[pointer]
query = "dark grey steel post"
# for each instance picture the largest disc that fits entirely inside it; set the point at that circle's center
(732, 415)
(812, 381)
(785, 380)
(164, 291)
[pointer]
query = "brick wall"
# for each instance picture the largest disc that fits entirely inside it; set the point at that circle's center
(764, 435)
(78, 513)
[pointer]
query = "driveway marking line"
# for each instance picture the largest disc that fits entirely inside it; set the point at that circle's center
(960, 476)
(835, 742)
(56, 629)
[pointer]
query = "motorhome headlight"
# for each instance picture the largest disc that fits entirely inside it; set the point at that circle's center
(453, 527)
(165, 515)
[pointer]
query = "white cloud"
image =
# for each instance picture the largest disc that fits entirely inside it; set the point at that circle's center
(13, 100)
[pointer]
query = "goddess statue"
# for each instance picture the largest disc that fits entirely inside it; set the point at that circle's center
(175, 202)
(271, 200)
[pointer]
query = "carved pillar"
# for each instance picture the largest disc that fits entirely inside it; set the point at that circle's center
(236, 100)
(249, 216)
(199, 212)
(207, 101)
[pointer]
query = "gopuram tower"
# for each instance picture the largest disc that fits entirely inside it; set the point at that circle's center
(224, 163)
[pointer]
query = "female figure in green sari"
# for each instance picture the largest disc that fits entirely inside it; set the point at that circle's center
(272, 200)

# Task to complete
Each record above should be restated word for word.

# Expected answer
[pointer]
query = "dark grey steel post"
# for each instance picture the largest disc that fits entirely inside it; set the point at that circle's center
(732, 415)
(812, 381)
(785, 380)
(164, 291)
[pointer]
query = "brick wall"
# for each instance picture the largest disc that fits entirely inside it; set the point at that circle's center
(764, 435)
(78, 513)
[pointer]
query = "driveway marking line"
# for each instance picture the largest disc that fits entirely inside it; set the point at that circle's center
(960, 476)
(835, 742)
(56, 629)
[pointer]
query = "motorhome headlight"
# for each instance picture the largest disc that fits entirely inside it; set the point at that circle's center
(453, 527)
(165, 515)
[pointer]
query = "white cloud"
image =
# for each instance picture the largest disc that fits entirely inside it; set the point at that circle's center
(13, 100)
[pointer]
query = "goddess statue"
# for each instance picture the largest disc that fits entirely inside it; set the point at that circle's center
(175, 202)
(271, 200)
[pointer]
query = "carved pillar"
# for each instance picture the largest disc that fits entirely inside it; set the point at that circle's center
(236, 100)
(249, 216)
(199, 212)
(207, 101)
[pointer]
query = "gopuram tower"
# for each instance picture the largest disc that fits entirely inside it; set the point at that circle's center
(224, 163)
[pointer]
query = "female figure in green sari"
# for each instance picture the largest disc that fits entirely inside it; set the point at that circle's center
(272, 200)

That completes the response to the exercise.